**Task instructions**
Copy the lines below word for word, and leave the picture out of your copy.

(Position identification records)
* START *

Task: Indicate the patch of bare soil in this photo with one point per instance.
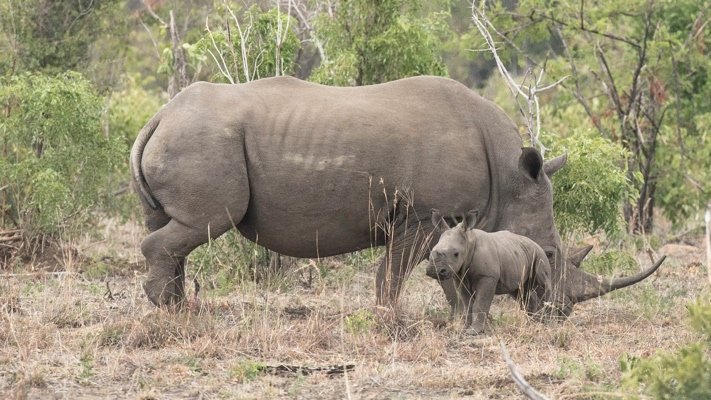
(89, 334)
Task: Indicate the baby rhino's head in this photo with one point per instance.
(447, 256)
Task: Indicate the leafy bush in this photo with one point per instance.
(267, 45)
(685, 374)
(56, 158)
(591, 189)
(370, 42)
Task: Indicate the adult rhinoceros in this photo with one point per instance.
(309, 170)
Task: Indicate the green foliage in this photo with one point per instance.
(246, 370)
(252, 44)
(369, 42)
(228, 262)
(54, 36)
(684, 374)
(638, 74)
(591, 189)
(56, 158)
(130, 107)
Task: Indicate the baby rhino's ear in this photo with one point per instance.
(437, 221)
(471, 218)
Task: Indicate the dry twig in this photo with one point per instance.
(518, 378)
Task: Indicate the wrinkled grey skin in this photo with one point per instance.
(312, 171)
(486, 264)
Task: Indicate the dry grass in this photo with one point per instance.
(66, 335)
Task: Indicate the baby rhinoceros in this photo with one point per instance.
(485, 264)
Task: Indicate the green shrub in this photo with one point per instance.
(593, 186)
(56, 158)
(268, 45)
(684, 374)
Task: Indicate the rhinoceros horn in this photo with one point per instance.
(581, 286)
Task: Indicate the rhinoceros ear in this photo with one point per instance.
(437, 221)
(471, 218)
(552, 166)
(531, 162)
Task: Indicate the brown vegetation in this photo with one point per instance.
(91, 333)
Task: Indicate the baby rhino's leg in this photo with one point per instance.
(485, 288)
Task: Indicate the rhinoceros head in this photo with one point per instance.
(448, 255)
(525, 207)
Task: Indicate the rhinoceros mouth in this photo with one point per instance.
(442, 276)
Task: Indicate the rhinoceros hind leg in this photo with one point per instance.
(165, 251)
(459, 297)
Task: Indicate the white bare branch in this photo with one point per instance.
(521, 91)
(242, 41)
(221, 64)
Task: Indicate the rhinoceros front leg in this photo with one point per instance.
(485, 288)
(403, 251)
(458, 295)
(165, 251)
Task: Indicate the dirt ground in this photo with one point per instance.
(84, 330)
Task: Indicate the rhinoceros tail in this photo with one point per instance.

* END *

**Answer to this problem**
Task: Indicate the patch of bare soil in this photo with one point per instance.
(89, 334)
Task: Indicate the baby rhino's head in this photo with one point per instance.
(447, 256)
Task: Indicate the leafy bush in this photo with one point per instance.
(267, 45)
(685, 374)
(56, 158)
(591, 189)
(370, 42)
Task: Indicate the adult rhinoceros in this photo with one point per instance.
(309, 170)
Task: Indicate the green foliage in this photo with one point per instance.
(246, 370)
(252, 44)
(369, 42)
(228, 262)
(54, 36)
(684, 374)
(638, 74)
(591, 189)
(56, 158)
(130, 107)
Task: Indicate the baby rhino's ear in this photo with one point per instance.
(437, 221)
(471, 218)
Task: Indicate the dry twig in this photo with one point per instance.
(518, 378)
Task: Indicate the wrinkled grey skin in this photo with one point per instance.
(312, 171)
(486, 264)
Task: Indicate the dry grass in this photo with one point per instance.
(66, 335)
Task: Indicate the baby rhinoceros in this photo with one point per instance.
(485, 264)
Task: Indicate the green shrub in this photo with one point per instance.
(593, 186)
(56, 158)
(268, 45)
(684, 374)
Task: Indicate the rhinoceros horn in this photo with one point per instance.
(581, 286)
Task: Indicate the rhinoceros ear in this photo with one point per instance.
(437, 221)
(471, 218)
(552, 166)
(531, 162)
Task: Indicate the brown vegetation in this photo with one point per instance.
(91, 333)
Task: Indicate the baby rhino's leg in this photo with one point per instance.
(485, 288)
Task: Indicate the rhinoceros head in this photo with one point per instance.
(448, 255)
(525, 207)
Task: Indicate the rhinoceros mouth in this photo with one point per instance.
(442, 276)
Task: Indicate the rhinoceros hind leg in this photo with one point per instance.
(165, 251)
(459, 297)
Task: Indicate the white bare branch in this photo with one point per instance.
(521, 91)
(242, 41)
(221, 64)
Task: Indicate the rhinoceros front leg in this photo with one point per instance.
(485, 288)
(403, 251)
(458, 295)
(165, 251)
Task: Indicate the dirt ground in this photo with one point per instance.
(84, 330)
Task: Indicate the rhinoceros tail in this photo with one point per instance.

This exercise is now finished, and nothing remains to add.